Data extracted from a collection
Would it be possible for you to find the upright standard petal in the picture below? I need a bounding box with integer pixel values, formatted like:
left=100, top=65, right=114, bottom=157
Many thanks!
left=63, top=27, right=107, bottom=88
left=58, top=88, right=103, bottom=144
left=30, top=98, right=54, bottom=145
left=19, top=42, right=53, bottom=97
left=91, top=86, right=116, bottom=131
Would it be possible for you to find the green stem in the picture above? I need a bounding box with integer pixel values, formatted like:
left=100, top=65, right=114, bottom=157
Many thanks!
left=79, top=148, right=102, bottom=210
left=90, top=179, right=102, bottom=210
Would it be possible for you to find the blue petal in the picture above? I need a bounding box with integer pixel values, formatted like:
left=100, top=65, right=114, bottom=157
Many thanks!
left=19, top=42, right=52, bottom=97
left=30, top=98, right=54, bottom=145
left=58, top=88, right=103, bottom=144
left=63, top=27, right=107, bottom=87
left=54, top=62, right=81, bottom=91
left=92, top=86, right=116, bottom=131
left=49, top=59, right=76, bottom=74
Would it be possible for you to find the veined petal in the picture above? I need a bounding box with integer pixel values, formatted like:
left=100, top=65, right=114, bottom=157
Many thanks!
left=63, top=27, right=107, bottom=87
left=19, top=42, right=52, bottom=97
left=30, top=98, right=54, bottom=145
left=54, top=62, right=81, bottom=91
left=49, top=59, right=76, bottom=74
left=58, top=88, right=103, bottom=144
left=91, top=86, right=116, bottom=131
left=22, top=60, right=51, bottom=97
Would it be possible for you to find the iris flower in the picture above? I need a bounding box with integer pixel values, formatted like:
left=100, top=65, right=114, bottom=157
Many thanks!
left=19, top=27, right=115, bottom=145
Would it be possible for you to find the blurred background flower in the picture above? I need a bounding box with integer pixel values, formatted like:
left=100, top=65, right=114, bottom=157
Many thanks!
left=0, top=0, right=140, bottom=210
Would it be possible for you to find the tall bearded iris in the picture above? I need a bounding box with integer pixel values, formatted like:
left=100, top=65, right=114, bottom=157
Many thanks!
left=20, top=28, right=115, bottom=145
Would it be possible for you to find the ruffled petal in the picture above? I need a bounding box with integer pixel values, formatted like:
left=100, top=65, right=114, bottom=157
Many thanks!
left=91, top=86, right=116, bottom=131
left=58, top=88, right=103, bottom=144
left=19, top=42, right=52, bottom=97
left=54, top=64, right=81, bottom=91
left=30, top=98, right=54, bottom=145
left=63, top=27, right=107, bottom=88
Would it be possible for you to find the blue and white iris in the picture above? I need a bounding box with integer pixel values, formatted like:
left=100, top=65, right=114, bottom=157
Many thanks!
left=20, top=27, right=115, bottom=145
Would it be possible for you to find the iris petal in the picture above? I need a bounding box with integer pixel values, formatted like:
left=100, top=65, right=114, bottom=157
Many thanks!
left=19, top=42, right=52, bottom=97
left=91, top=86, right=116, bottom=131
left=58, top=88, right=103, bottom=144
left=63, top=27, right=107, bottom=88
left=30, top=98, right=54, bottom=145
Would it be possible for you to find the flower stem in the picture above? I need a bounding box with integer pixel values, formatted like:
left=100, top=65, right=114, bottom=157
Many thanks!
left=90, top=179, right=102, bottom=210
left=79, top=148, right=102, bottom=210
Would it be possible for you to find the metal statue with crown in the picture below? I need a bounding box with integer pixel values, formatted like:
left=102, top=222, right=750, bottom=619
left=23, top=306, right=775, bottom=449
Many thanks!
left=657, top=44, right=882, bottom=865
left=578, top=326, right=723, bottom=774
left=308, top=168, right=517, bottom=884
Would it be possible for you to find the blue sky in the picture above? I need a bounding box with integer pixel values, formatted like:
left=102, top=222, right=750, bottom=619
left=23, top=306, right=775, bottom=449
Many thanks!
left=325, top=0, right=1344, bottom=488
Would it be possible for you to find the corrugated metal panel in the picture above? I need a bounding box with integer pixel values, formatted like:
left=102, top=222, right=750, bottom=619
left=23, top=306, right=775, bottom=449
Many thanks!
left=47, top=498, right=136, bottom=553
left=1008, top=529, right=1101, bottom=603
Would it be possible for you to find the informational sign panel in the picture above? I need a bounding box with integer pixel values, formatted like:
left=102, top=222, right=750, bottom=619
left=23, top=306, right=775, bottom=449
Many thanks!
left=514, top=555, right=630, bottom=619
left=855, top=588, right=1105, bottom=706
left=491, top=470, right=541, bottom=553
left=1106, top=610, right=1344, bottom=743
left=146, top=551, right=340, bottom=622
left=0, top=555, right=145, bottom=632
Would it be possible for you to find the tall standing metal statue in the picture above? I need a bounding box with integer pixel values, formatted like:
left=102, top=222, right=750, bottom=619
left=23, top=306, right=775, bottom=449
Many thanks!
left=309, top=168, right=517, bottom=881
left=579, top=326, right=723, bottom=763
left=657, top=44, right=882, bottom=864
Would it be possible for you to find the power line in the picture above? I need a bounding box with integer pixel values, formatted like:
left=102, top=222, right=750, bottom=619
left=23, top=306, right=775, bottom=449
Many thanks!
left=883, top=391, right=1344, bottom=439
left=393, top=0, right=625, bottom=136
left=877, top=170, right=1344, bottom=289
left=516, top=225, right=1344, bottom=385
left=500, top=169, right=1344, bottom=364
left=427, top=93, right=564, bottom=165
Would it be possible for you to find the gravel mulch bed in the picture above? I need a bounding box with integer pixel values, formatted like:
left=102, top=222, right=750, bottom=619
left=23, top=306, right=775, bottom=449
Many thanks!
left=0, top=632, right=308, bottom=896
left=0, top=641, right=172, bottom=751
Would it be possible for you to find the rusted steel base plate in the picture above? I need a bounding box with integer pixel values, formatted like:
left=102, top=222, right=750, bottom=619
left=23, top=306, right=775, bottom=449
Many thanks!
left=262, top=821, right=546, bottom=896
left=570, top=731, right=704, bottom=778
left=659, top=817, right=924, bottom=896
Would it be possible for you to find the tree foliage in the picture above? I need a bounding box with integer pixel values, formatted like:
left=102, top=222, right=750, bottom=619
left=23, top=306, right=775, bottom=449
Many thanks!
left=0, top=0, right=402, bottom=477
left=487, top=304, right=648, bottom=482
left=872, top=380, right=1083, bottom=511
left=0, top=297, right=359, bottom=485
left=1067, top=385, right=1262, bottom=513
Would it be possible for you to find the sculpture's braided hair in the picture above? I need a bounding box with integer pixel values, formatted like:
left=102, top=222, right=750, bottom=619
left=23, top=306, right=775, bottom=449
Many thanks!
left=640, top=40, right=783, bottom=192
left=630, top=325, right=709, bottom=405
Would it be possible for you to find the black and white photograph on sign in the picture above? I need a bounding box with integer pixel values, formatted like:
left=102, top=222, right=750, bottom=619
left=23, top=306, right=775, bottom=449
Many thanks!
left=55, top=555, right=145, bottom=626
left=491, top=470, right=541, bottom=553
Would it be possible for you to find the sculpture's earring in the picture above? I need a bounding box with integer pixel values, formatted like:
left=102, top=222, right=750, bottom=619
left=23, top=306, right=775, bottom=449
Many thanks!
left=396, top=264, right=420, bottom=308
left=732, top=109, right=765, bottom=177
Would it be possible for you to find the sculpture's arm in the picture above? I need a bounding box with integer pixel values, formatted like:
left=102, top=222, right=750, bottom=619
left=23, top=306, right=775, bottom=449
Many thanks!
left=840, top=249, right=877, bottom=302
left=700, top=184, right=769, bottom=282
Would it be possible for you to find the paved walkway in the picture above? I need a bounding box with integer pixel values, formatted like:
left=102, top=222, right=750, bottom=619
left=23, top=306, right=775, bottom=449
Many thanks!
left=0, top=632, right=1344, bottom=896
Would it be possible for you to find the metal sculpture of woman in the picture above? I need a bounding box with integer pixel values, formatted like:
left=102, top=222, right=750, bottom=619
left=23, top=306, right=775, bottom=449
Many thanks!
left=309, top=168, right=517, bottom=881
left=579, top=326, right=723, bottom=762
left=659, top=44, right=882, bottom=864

* SET PROBLEM *
Could you arrange the entries as a two-column CSV with the headers request and answer? Begin at the line that has "Would it be possible for you to find the blurred", stop after the line that has "left=20, top=28, right=115, bottom=145", and give one row per entry with each text in a single quoted field and line breaks replaced by spaces.

* COMPLETE RESPONSE *
request,answer
"Would it be possible for you to find the blurred background flower in the picture above? I need a bounding box with integer pixel values, formatted like: left=100, top=65, right=114, bottom=157 Many thanks!","left=0, top=0, right=140, bottom=210"
"Would it be possible for you to find the tall bearded iris in the picture above? I need a bounding box with integer pixel values, formatted like: left=100, top=65, right=114, bottom=157 Many thanks!","left=20, top=28, right=115, bottom=145"